Data listing>
start
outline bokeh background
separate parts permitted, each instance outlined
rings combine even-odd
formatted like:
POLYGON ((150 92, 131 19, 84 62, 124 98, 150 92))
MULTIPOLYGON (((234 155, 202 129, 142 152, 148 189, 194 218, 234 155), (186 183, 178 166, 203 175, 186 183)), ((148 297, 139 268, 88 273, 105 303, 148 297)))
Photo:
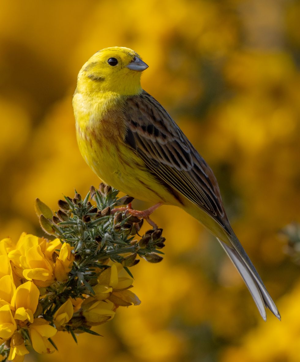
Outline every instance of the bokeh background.
MULTIPOLYGON (((0 237, 43 235, 33 203, 99 180, 79 153, 71 105, 96 51, 124 46, 149 65, 144 89, 210 164, 236 233, 281 313, 260 318, 214 237, 164 206, 159 264, 132 269, 140 306, 55 355, 25 361, 300 361, 300 269, 280 232, 299 221, 300 2, 292 0, 0 2, 0 237)), ((134 206, 148 205, 137 201, 134 206)))

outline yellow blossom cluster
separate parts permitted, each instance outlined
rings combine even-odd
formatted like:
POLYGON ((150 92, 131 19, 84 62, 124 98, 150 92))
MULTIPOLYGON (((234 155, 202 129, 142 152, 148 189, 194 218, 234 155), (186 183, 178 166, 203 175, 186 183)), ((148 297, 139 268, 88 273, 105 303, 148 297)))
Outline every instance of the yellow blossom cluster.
end
OBJECTIVE> Could you write out all of the material above again, requests included, shifting every coordinate in the answers by adding -139 to it and leaving the pictures out?

EXERCISE SOLUTION>
outline bokeh background
separate parts permitted, each instance outlined
rings combine even-odd
formatted like:
POLYGON ((150 92, 131 19, 84 62, 124 98, 150 92))
MULTIPOLYGON (((234 155, 202 129, 142 152, 148 189, 194 218, 234 155), (186 183, 178 166, 203 175, 186 183)), ((148 297, 139 268, 88 273, 105 303, 148 297)))
Photo:
Outline every instance of the bokeh background.
MULTIPOLYGON (((-139 98, -96 96, -106 64, -40 41, -60 14, -68 -34, -43 -88, -15 -93, 10 -74, 5 -50, 71 25, 97 94, 142 174, 121 179, 75 98, 25 67, 20 125, -7 130, 1 167, -84 216, -114 222, 161 222, 161 130, 141 93, 160 82, 161 -137, 153 -139, -139 -137, -139 98)), ((-5 67, 9 66, -2 62, -5 67)))

outline yellow blossom cluster
separate parts permitted, each instance outlined
rings combine even-odd
formatted like:
POLYGON ((150 92, 131 19, 84 62, 124 98, 150 92))
MULTIPOLYGON (((234 155, 202 129, 142 152, 148 189, 194 218, 234 155), (186 183, 178 166, 203 175, 186 183)), ((148 297, 139 268, 88 273, 105 303, 148 297)))
Outline every instance of the yellow blossom cluster.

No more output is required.